Collected data entries:
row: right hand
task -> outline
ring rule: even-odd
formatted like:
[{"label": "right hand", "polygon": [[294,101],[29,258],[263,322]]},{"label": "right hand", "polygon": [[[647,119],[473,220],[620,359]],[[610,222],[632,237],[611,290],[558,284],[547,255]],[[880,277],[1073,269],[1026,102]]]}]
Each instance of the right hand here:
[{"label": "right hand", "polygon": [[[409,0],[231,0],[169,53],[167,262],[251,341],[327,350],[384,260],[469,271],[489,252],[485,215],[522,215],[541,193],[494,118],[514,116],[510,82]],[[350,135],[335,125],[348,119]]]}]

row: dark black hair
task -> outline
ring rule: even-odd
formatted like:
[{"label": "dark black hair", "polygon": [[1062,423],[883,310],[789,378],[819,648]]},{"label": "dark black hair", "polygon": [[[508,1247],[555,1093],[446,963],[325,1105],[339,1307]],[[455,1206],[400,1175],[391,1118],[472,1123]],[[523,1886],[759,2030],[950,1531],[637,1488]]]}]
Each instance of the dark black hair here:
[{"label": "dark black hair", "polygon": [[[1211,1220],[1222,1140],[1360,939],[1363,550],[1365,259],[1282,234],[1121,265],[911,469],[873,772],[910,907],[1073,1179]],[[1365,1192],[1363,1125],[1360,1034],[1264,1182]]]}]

| Exercise description |
Write each record above out again exactly as it reads.

| The answer |
row: right hand
task -> outline
ring rule: even-odd
formatted like:
[{"label": "right hand", "polygon": [[294,101],[29,258],[263,322]]},{"label": "right hand", "polygon": [[[647,119],[473,220],[620,359]],[[610,222],[632,237],[611,290],[558,284],[547,255]],[[880,277],[1073,269],[1026,102]]]}]
Each instance of the right hand here:
[{"label": "right hand", "polygon": [[[409,0],[231,0],[169,53],[167,262],[251,341],[327,350],[384,260],[469,271],[489,252],[485,215],[522,215],[541,193],[494,118],[514,116],[510,82]],[[350,135],[335,125],[348,119]]]}]

row: dark black hair
task -> outline
ring rule: even-odd
formatted like:
[{"label": "dark black hair", "polygon": [[1062,423],[883,310],[789,378],[819,648]]},{"label": "dark black hair", "polygon": [[[508,1247],[555,1093],[446,963],[325,1105],[339,1307]],[[455,1206],[400,1175],[391,1118],[472,1123]],[[523,1886],[759,2030],[950,1531],[637,1488]]]}]
Each instance of the dark black hair here:
[{"label": "dark black hair", "polygon": [[[1211,1220],[1222,1140],[1360,939],[1363,550],[1365,259],[1282,234],[1121,265],[911,469],[873,772],[910,907],[1073,1179]],[[1365,1192],[1363,1125],[1360,1034],[1264,1182]]]}]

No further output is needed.